§ **RECORDS SUPPLIED**
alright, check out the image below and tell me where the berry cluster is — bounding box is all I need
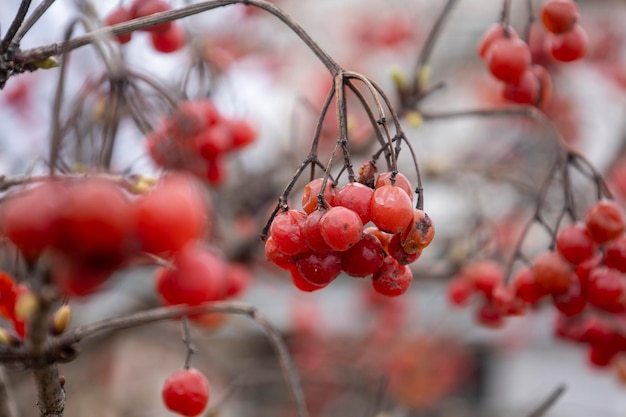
[0,173,248,303]
[147,99,257,186]
[162,368,210,417]
[265,171,435,297]
[448,199,626,336]
[478,0,587,107]
[105,0,186,53]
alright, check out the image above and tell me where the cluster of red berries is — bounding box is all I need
[162,368,210,416]
[478,0,587,107]
[147,99,257,186]
[0,172,248,303]
[448,199,626,334]
[105,0,186,53]
[0,272,28,339]
[265,171,435,297]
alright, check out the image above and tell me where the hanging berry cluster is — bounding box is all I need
[478,0,587,107]
[146,99,257,186]
[105,0,187,53]
[265,168,435,297]
[0,172,248,309]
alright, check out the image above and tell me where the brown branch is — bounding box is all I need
[527,384,566,417]
[1,0,32,52]
[12,0,57,47]
[53,301,309,417]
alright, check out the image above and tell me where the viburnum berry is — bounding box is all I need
[52,256,120,297]
[475,299,504,328]
[541,0,579,34]
[370,185,413,234]
[486,37,532,84]
[333,182,373,224]
[532,250,575,294]
[269,209,307,256]
[586,267,626,313]
[584,199,625,244]
[387,233,421,265]
[371,257,413,297]
[104,7,133,44]
[301,178,335,214]
[605,236,626,273]
[364,227,392,253]
[400,208,434,254]
[513,267,548,305]
[296,250,342,287]
[492,284,525,316]
[552,280,587,316]
[502,69,539,105]
[290,267,327,292]
[302,209,334,253]
[134,0,172,33]
[264,236,296,270]
[478,23,519,59]
[464,260,504,297]
[162,368,209,417]
[375,172,413,198]
[341,233,385,277]
[133,173,211,256]
[447,277,474,307]
[556,222,597,265]
[547,25,588,62]
[155,242,227,306]
[151,24,186,53]
[319,206,363,252]
[229,119,257,149]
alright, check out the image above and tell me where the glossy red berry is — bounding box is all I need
[371,257,412,297]
[269,210,307,256]
[341,233,385,277]
[605,236,626,273]
[556,222,597,265]
[447,277,474,307]
[541,0,579,34]
[334,182,373,224]
[478,23,518,59]
[301,178,334,214]
[162,368,209,417]
[584,199,625,244]
[375,172,413,198]
[319,206,363,252]
[290,267,327,292]
[302,209,334,253]
[513,267,548,305]
[532,251,574,294]
[502,69,539,105]
[264,236,296,270]
[552,280,587,316]
[487,37,532,83]
[296,251,342,287]
[586,267,626,313]
[151,24,186,53]
[547,25,588,62]
[370,185,413,234]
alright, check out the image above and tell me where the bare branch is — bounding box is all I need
[528,384,566,417]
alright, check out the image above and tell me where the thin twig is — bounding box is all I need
[1,0,32,52]
[12,0,57,46]
[527,384,566,417]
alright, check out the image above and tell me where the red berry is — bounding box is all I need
[464,260,504,297]
[319,206,363,252]
[513,267,548,305]
[370,185,413,234]
[375,172,413,198]
[296,251,342,287]
[334,182,373,224]
[151,24,186,53]
[301,178,334,214]
[556,222,597,265]
[387,233,421,265]
[487,37,532,83]
[475,299,505,328]
[229,119,257,149]
[502,69,539,105]
[371,257,412,297]
[552,280,587,316]
[104,7,133,44]
[400,208,434,253]
[264,236,295,270]
[162,368,209,417]
[155,242,227,306]
[588,344,618,368]
[605,236,626,273]
[584,199,625,243]
[341,233,385,277]
[134,173,210,256]
[302,209,335,253]
[269,210,307,256]
[586,267,626,313]
[541,0,579,34]
[290,267,327,292]
[478,23,518,60]
[532,251,574,294]
[447,277,474,307]
[547,25,588,62]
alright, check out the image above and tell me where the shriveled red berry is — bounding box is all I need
[400,209,434,253]
[370,185,413,234]
[584,199,625,244]
[547,25,588,62]
[341,233,385,277]
[301,178,334,214]
[319,206,363,252]
[478,23,518,59]
[334,182,373,224]
[162,368,209,417]
[556,222,597,265]
[541,0,579,34]
[487,37,532,83]
[532,251,574,294]
[269,210,307,256]
[296,251,342,287]
[371,257,412,297]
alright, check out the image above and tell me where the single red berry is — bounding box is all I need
[375,172,413,198]
[319,206,363,252]
[194,123,232,160]
[547,25,588,62]
[334,182,373,224]
[556,222,597,265]
[229,119,257,149]
[475,299,505,329]
[371,257,412,297]
[301,178,334,214]
[387,233,421,265]
[162,368,209,417]
[302,209,335,253]
[447,277,474,307]
[370,185,414,234]
[52,256,118,297]
[605,236,626,273]
[588,344,618,368]
[478,23,519,60]
[586,267,626,313]
[552,280,587,316]
[541,0,579,34]
[532,251,574,294]
[104,7,133,44]
[487,37,532,84]
[464,260,504,297]
[513,267,548,305]
[224,263,251,298]
[290,267,327,292]
[296,251,342,287]
[134,173,210,256]
[341,233,385,277]
[585,199,625,243]
[400,209,434,254]
[502,69,539,105]
[264,236,296,270]
[269,210,307,256]
[151,24,186,53]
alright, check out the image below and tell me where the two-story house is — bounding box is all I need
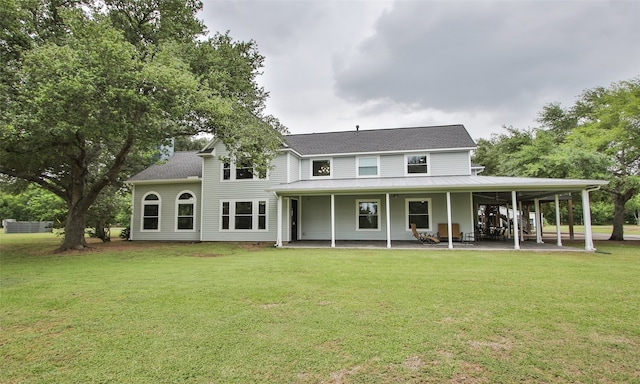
[127,125,608,250]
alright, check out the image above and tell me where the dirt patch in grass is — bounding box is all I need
[403,356,426,371]
[450,361,489,384]
[190,253,224,258]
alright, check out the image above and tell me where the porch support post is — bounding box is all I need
[446,192,453,249]
[582,189,595,251]
[518,201,524,241]
[506,203,511,239]
[534,198,543,244]
[511,191,520,250]
[554,194,562,246]
[385,193,391,248]
[469,192,474,241]
[276,194,283,247]
[330,194,336,248]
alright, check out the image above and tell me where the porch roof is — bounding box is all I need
[268,175,608,199]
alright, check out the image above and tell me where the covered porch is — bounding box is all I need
[269,175,608,252]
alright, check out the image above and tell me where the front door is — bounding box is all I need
[291,199,298,241]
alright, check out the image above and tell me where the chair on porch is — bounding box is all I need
[437,223,463,242]
[410,223,440,244]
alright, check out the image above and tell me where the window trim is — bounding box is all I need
[404,153,430,176]
[174,190,196,232]
[356,156,380,178]
[141,192,161,232]
[405,198,432,232]
[221,160,267,182]
[219,199,269,232]
[310,158,333,179]
[356,199,381,231]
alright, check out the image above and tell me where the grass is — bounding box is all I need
[543,224,640,236]
[1,233,639,383]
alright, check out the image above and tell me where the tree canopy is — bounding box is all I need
[473,78,640,240]
[0,0,287,250]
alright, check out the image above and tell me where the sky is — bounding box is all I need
[199,0,640,141]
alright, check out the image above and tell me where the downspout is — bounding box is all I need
[555,194,562,247]
[446,192,453,249]
[129,183,135,241]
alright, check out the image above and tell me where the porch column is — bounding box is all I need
[330,194,336,248]
[385,193,391,248]
[554,194,562,246]
[505,203,511,239]
[511,191,520,250]
[276,194,283,247]
[519,201,524,241]
[446,192,453,249]
[534,198,543,244]
[468,192,474,241]
[582,189,595,251]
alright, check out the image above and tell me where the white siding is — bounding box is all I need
[299,192,473,241]
[288,153,300,182]
[200,142,288,242]
[131,182,201,241]
[333,157,355,179]
[430,151,471,176]
[380,154,404,178]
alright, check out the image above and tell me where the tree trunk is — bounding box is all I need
[58,207,89,251]
[609,193,627,241]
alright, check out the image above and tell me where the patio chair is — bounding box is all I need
[437,223,463,242]
[410,223,440,244]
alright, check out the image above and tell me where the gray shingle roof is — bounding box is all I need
[127,151,201,182]
[284,125,476,156]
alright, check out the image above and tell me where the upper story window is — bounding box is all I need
[176,191,195,231]
[406,154,429,175]
[357,156,379,177]
[222,161,265,181]
[311,159,332,178]
[142,192,160,231]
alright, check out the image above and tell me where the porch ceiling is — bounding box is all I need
[268,175,608,199]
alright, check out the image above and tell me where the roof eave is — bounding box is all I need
[126,177,202,185]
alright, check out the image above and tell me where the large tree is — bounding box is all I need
[560,79,640,240]
[473,79,639,240]
[0,0,286,251]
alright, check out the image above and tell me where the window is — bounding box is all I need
[176,191,195,231]
[357,157,378,177]
[312,159,331,177]
[220,200,268,231]
[222,202,230,229]
[222,162,231,180]
[406,154,429,175]
[222,161,264,181]
[235,162,254,180]
[142,193,160,231]
[406,198,432,231]
[357,199,380,230]
[258,201,267,230]
[235,201,253,229]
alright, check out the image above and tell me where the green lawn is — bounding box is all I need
[1,233,639,383]
[543,224,640,236]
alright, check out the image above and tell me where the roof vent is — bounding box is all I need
[356,125,359,134]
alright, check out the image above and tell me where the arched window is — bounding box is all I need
[142,193,161,231]
[176,191,196,231]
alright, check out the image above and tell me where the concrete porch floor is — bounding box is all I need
[281,234,604,252]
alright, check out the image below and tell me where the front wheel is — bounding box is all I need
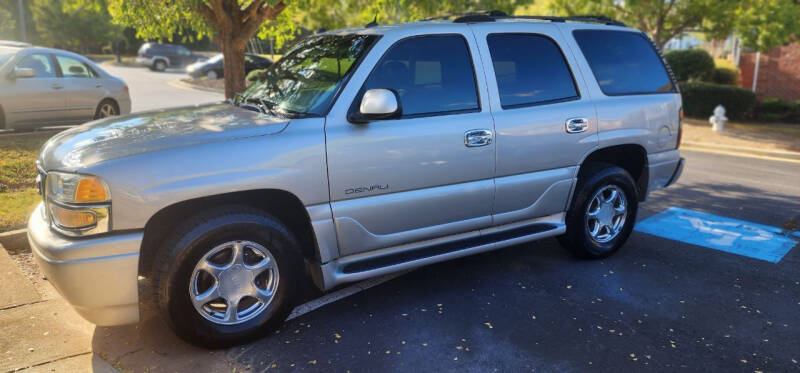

§ **EXERCISE INSTRUCTIONS**
Each line from the one with "where the concrete" to the end of the material needs to be output word for word, with no picture included.

§ **TASK RESULT**
alright, check out the image above and tell me where the concrete porch floor is — bounding box is all I need
[281,234,604,252]
alright, check out the image below and tell me where the front wheel is — bounding box is all I need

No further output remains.